## Brief
Please output exactly the run of lines that starts at the line with "Please tag every instance of the lamp" and ends at the last line of the records below.

## Material for the task
-- begin --
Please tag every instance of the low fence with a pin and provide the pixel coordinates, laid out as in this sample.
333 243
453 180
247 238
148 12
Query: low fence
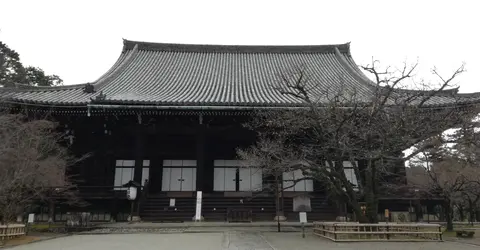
378 232
11 231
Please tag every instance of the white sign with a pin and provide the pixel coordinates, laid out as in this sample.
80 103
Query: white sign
198 212
31 218
303 217
132 193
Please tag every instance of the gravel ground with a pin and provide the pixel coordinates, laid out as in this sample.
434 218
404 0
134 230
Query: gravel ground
228 240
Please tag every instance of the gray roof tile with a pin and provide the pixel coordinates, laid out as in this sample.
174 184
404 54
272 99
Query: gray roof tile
223 75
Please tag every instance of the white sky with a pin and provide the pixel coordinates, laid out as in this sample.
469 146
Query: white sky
80 40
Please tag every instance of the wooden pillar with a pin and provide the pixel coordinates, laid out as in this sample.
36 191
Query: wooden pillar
139 153
201 153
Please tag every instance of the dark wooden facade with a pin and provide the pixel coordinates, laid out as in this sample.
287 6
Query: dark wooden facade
164 102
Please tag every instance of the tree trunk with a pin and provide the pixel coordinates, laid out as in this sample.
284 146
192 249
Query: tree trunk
448 215
370 193
51 211
471 211
461 212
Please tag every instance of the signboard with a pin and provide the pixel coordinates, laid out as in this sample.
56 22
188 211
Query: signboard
198 211
303 217
132 193
31 218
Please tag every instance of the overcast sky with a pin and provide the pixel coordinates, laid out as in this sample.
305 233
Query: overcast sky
80 40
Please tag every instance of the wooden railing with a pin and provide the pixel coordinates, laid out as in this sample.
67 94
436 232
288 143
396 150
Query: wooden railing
378 232
11 231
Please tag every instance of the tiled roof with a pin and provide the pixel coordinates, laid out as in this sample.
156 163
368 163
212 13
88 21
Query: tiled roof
211 75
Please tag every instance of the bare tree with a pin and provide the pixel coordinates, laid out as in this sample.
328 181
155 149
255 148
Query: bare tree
33 165
339 125
450 179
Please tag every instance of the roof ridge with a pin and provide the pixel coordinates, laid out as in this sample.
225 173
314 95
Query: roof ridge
217 48
28 88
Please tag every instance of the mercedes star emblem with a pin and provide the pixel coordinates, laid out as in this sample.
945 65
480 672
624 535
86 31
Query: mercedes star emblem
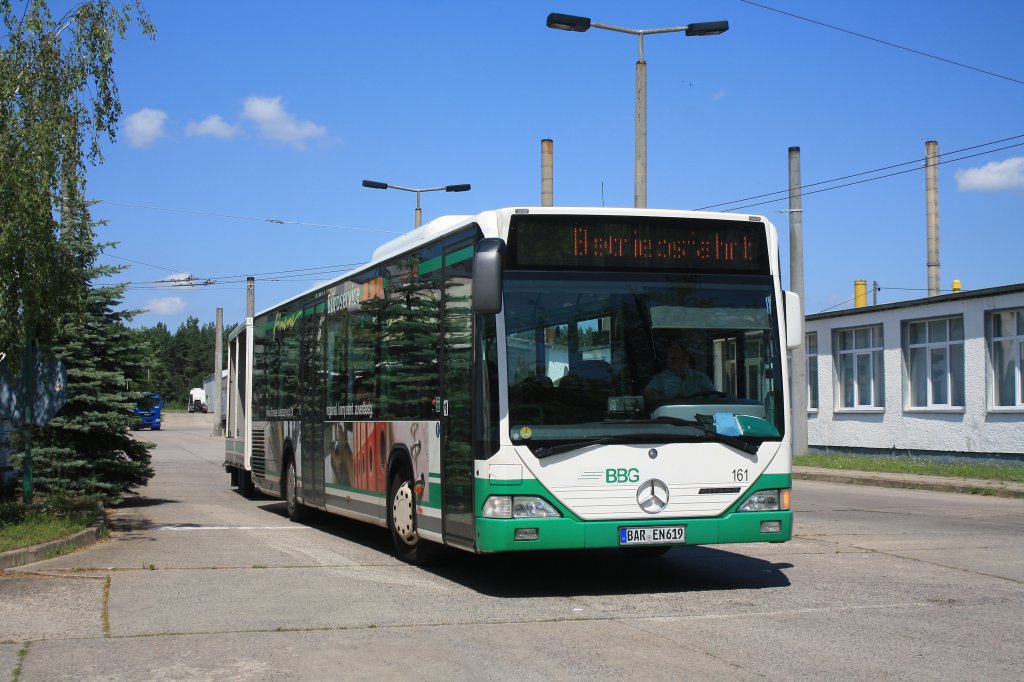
652 496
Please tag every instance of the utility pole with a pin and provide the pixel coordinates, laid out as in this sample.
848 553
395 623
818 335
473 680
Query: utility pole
218 350
547 172
250 297
932 202
798 371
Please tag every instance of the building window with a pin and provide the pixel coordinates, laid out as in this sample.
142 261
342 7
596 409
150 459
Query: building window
1006 349
811 340
859 371
934 357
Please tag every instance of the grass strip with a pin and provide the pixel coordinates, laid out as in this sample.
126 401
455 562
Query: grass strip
26 525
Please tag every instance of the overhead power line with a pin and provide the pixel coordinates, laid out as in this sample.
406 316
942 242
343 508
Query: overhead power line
885 42
275 221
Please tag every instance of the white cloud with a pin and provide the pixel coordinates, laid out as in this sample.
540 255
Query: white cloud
171 280
276 124
212 126
996 176
170 305
144 127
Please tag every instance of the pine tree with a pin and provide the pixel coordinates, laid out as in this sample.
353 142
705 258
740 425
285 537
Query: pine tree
87 449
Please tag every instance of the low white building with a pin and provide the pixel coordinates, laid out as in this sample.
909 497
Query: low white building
933 376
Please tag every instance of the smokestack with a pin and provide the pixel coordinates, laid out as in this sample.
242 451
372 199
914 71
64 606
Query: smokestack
547 172
932 192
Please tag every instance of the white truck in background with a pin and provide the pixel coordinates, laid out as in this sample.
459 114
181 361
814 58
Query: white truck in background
197 400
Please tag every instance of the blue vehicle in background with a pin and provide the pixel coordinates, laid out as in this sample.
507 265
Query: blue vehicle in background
147 413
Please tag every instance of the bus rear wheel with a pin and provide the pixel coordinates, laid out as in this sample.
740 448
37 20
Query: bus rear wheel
401 521
296 511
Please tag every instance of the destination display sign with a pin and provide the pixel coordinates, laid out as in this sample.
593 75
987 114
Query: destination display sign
632 243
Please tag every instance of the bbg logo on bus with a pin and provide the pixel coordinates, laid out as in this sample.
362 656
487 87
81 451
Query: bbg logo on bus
622 475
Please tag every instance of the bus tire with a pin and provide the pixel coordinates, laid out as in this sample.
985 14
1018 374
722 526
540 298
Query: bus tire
246 487
296 512
401 520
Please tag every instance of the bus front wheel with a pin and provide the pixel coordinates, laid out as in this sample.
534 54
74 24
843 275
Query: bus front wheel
401 521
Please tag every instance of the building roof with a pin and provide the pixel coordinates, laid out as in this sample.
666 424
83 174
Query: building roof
962 296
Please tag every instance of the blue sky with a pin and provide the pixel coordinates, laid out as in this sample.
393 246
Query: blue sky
239 114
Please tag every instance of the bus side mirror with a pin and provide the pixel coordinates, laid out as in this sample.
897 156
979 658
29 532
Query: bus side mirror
488 266
794 321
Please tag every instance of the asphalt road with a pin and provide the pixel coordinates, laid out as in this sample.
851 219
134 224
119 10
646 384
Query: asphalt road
198 583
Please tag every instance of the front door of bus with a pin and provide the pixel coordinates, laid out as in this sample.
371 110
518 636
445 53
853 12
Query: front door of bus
457 347
312 396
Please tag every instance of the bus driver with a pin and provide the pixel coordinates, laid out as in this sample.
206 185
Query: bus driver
678 380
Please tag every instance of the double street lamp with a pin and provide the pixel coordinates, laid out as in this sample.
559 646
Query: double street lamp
373 184
582 24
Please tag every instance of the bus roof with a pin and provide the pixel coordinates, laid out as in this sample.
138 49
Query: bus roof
489 221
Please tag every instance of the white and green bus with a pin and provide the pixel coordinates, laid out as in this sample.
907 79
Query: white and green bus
484 383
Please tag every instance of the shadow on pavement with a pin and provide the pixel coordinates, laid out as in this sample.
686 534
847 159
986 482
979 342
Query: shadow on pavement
609 571
563 573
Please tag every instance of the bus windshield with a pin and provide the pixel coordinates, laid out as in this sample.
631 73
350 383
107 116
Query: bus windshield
639 356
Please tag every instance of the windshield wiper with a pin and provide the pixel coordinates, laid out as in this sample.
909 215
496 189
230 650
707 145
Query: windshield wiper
548 451
708 428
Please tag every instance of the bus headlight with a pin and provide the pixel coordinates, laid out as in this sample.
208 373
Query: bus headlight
520 506
777 500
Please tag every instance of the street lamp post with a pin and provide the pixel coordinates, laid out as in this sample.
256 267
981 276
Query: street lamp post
582 24
373 184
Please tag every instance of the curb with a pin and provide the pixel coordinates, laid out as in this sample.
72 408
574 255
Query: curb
969 486
19 557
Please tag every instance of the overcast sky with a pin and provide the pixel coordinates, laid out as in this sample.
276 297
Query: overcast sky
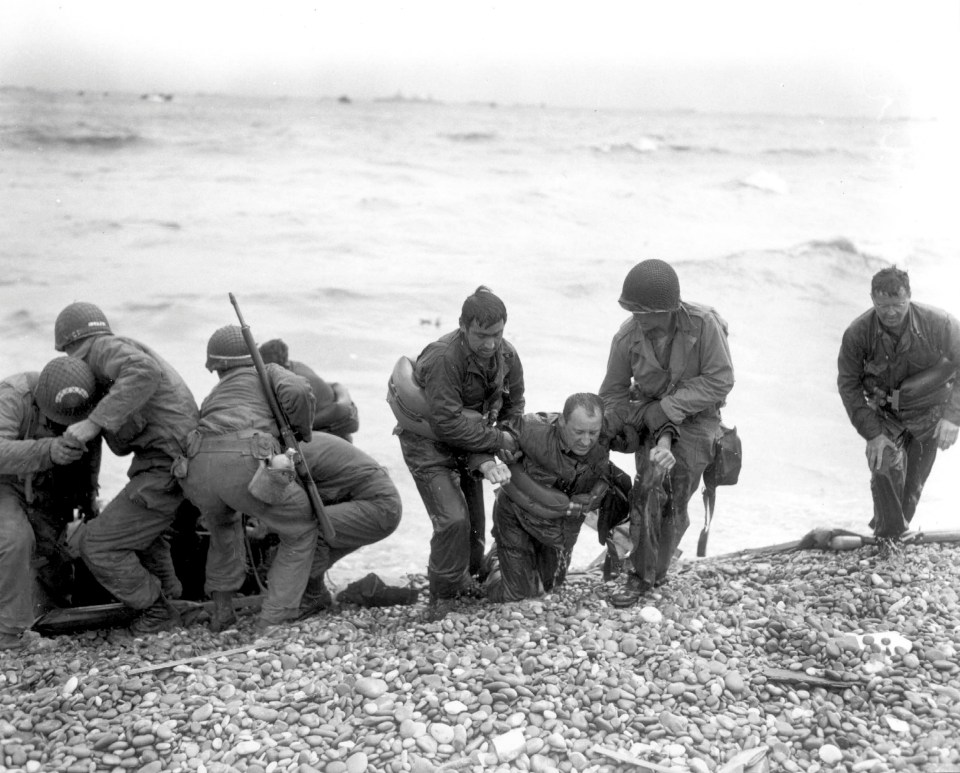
871 58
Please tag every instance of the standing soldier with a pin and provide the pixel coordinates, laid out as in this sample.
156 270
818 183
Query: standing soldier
44 476
668 373
147 410
473 382
897 378
231 464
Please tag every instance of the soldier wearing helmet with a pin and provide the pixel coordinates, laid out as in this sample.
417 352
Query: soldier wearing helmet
232 452
897 377
336 413
668 374
146 410
44 477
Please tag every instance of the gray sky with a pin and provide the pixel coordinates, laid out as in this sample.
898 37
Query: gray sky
871 58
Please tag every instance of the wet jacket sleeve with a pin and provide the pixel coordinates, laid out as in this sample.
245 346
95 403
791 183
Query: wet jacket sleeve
950 336
714 380
19 457
615 389
133 374
442 386
295 398
514 400
853 353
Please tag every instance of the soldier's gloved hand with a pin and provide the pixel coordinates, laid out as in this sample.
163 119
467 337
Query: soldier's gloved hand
655 417
495 473
626 441
83 431
946 434
875 450
663 458
64 450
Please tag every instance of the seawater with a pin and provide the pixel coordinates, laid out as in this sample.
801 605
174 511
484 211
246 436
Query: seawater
354 231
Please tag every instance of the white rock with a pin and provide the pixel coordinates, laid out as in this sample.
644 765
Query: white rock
896 724
830 754
510 745
651 615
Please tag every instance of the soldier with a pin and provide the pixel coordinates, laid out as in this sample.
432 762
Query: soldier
335 413
232 451
473 382
668 374
897 378
147 410
360 500
44 476
536 521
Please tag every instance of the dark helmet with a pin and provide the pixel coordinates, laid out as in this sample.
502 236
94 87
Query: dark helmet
78 320
66 391
651 285
226 349
275 350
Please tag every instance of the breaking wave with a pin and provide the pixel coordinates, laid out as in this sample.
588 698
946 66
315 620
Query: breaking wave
81 136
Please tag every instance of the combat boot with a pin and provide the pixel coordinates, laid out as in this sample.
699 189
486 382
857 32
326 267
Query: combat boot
161 615
223 615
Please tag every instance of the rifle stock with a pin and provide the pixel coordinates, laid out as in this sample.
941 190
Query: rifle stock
286 431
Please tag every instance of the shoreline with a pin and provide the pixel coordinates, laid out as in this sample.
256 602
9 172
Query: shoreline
755 661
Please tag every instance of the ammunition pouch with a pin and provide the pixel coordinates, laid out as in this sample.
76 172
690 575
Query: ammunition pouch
269 485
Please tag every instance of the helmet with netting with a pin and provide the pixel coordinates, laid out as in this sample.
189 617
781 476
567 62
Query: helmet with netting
651 285
226 349
78 320
66 391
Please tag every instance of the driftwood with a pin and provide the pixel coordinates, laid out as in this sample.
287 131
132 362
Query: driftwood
625 757
257 645
801 677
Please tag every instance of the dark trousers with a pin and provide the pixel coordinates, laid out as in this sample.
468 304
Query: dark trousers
453 497
896 489
127 548
533 554
658 501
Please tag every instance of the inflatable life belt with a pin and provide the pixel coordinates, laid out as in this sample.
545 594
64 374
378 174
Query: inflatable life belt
544 501
409 402
926 389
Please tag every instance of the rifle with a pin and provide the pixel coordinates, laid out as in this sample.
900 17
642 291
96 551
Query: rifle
286 431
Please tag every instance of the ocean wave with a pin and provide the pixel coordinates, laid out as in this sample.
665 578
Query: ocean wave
815 153
79 136
471 136
642 145
763 181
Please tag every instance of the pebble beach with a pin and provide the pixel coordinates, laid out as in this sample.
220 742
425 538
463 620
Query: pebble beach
797 660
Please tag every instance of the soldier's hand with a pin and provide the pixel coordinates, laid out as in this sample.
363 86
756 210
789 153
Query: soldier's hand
64 450
83 431
946 434
663 458
495 473
875 450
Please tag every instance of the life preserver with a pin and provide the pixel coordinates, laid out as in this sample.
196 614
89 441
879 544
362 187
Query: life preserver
926 389
409 402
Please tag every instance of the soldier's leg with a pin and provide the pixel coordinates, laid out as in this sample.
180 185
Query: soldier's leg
921 454
130 524
517 576
887 488
16 574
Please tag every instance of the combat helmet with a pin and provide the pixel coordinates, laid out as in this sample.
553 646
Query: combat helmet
66 391
651 285
76 321
226 349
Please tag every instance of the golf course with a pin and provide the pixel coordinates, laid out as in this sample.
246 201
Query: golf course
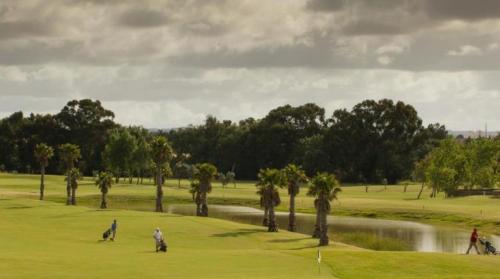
48 239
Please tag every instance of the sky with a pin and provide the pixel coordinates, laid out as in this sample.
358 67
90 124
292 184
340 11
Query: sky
165 64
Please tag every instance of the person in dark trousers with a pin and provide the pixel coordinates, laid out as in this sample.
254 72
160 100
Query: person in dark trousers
473 241
113 230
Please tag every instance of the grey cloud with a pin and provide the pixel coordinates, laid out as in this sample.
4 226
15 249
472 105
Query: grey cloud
463 9
143 18
325 5
365 27
19 29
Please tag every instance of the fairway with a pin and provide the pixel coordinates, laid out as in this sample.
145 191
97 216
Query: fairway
391 203
50 240
47 239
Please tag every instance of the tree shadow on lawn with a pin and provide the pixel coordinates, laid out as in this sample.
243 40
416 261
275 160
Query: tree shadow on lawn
241 232
288 240
19 207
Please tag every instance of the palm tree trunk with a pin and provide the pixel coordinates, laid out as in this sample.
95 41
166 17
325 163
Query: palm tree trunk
68 189
42 181
73 196
421 190
265 221
103 201
159 191
291 217
272 220
316 232
204 206
198 205
323 239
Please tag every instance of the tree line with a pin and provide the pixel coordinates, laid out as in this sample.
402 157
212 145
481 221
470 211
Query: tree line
453 165
373 141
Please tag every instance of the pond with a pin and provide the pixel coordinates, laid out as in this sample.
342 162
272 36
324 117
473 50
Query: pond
419 237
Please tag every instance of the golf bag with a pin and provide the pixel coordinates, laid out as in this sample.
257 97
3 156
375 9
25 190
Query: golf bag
163 246
488 248
106 234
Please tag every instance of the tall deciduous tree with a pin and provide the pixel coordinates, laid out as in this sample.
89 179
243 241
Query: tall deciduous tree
324 187
295 176
43 153
161 153
86 123
119 151
69 154
269 182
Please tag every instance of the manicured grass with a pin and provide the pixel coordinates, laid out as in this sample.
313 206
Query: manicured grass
46 239
393 203
42 239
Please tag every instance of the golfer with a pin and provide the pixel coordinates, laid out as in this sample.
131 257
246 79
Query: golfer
113 229
158 236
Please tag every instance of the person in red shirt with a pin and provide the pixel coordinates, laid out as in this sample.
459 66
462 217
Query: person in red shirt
473 241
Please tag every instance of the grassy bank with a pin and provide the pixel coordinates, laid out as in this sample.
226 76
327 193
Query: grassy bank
390 203
42 239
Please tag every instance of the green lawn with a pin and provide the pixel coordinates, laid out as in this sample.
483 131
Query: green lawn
483 212
43 239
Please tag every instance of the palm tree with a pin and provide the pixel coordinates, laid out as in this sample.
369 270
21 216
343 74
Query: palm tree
269 182
205 173
195 191
294 177
104 182
74 175
231 177
263 204
324 187
162 153
69 154
43 153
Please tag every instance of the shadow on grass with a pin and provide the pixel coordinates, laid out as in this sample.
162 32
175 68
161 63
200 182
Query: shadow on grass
288 240
19 207
305 247
241 232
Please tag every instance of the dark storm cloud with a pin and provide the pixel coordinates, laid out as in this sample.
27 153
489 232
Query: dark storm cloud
143 18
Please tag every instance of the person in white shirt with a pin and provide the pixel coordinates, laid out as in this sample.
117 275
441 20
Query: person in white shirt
158 236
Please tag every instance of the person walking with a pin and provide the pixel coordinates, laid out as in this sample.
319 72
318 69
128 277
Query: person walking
473 241
113 229
158 236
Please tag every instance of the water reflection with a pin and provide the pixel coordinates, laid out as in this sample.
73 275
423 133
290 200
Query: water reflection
420 237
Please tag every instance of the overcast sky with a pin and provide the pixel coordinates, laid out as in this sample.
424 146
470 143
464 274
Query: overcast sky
167 64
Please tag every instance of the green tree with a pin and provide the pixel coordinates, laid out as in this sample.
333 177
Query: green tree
43 153
161 153
69 154
419 173
324 187
295 176
119 151
269 182
205 173
104 182
447 167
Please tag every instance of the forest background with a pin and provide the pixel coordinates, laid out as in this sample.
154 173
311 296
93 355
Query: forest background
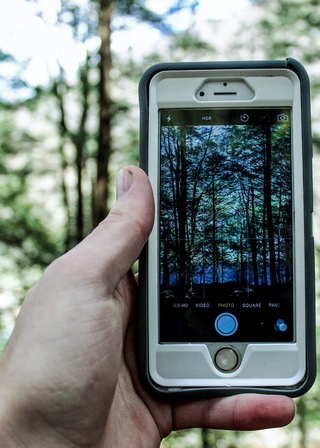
69 118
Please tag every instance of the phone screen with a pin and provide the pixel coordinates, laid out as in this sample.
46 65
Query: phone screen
225 229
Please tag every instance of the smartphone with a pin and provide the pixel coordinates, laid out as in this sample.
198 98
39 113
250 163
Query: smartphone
227 301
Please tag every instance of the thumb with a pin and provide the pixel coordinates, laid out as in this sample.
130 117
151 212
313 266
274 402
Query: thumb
112 248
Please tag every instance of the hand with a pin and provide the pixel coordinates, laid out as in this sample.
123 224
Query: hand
69 375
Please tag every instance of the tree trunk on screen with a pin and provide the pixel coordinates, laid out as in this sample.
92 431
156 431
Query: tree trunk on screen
105 103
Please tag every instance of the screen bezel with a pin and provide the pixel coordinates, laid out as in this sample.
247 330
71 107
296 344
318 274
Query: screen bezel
272 89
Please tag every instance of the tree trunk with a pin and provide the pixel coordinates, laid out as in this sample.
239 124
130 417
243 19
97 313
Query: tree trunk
104 141
267 198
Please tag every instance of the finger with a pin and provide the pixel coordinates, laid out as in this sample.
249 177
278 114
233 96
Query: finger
239 412
112 248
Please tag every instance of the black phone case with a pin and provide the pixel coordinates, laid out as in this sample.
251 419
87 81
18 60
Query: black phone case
189 392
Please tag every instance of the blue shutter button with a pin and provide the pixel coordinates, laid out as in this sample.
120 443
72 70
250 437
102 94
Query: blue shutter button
226 324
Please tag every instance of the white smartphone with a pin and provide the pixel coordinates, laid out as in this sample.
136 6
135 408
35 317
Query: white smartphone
227 299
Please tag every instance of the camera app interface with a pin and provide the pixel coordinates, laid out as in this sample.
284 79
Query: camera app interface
226 270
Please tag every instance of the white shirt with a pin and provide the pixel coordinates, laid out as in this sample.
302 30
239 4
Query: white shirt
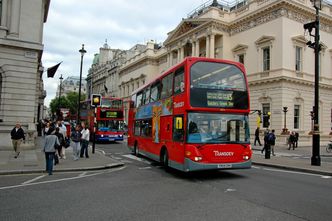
85 134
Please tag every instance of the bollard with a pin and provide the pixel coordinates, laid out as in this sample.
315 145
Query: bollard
267 151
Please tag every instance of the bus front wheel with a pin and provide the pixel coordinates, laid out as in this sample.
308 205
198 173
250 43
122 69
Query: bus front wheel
136 152
164 158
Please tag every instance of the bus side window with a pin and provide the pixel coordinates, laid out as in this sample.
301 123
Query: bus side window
178 130
139 99
179 81
155 92
167 88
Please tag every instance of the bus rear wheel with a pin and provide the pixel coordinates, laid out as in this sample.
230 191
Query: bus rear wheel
136 152
164 158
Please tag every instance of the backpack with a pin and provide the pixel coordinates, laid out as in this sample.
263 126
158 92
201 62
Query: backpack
271 138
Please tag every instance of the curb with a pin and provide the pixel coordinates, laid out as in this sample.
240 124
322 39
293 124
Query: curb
303 170
107 166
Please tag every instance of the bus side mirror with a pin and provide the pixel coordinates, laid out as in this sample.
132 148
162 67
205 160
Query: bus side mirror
178 123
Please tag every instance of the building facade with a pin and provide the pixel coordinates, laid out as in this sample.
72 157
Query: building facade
268 37
21 86
71 84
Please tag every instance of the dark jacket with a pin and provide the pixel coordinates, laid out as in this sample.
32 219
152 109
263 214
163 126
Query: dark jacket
16 135
76 136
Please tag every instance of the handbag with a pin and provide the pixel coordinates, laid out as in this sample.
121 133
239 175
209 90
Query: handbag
67 142
56 159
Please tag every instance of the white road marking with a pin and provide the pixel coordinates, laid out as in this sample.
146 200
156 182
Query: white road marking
34 179
82 174
60 180
136 158
144 168
294 172
230 190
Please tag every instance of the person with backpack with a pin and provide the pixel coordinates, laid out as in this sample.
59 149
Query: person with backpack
272 141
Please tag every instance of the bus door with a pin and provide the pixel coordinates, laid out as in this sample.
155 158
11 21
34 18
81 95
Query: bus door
178 138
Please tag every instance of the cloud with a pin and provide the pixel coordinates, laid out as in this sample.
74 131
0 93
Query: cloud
124 23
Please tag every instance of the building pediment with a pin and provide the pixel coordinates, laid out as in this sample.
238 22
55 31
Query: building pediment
240 47
184 27
264 39
300 39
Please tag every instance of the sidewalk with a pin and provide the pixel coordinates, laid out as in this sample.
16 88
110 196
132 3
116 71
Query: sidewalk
296 160
33 161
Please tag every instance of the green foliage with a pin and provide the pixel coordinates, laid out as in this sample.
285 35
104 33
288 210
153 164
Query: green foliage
69 101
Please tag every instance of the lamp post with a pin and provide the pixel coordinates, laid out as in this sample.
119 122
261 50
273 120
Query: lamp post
315 159
285 130
59 99
82 51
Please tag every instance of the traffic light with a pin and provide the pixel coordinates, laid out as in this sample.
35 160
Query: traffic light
95 100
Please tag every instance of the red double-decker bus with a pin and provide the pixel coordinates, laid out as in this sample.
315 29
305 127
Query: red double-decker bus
194 117
109 117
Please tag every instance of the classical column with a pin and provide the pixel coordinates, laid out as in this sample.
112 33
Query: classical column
-- end --
## Task response
Please tag every instance of the lamp post with a pin and provide the pixel coordinates, laid out as in this sample.
119 122
261 50
273 120
Query: lamp post
315 159
285 130
59 99
82 51
Please tag every instance of the traffic light with a pin and provide the pixel coordinates, laid out as in this sample.
35 160
Query: traffic light
95 100
Please tag every instance of the red double-decker bus with a pin and provide the pixel coordinates, laid out as in this sample.
315 29
305 127
Query: red double-decker bus
194 117
109 117
Please tag every instance of the classical column with a pin and provide the pixel coordinates, laid out as in this sample.
112 33
Query: classical column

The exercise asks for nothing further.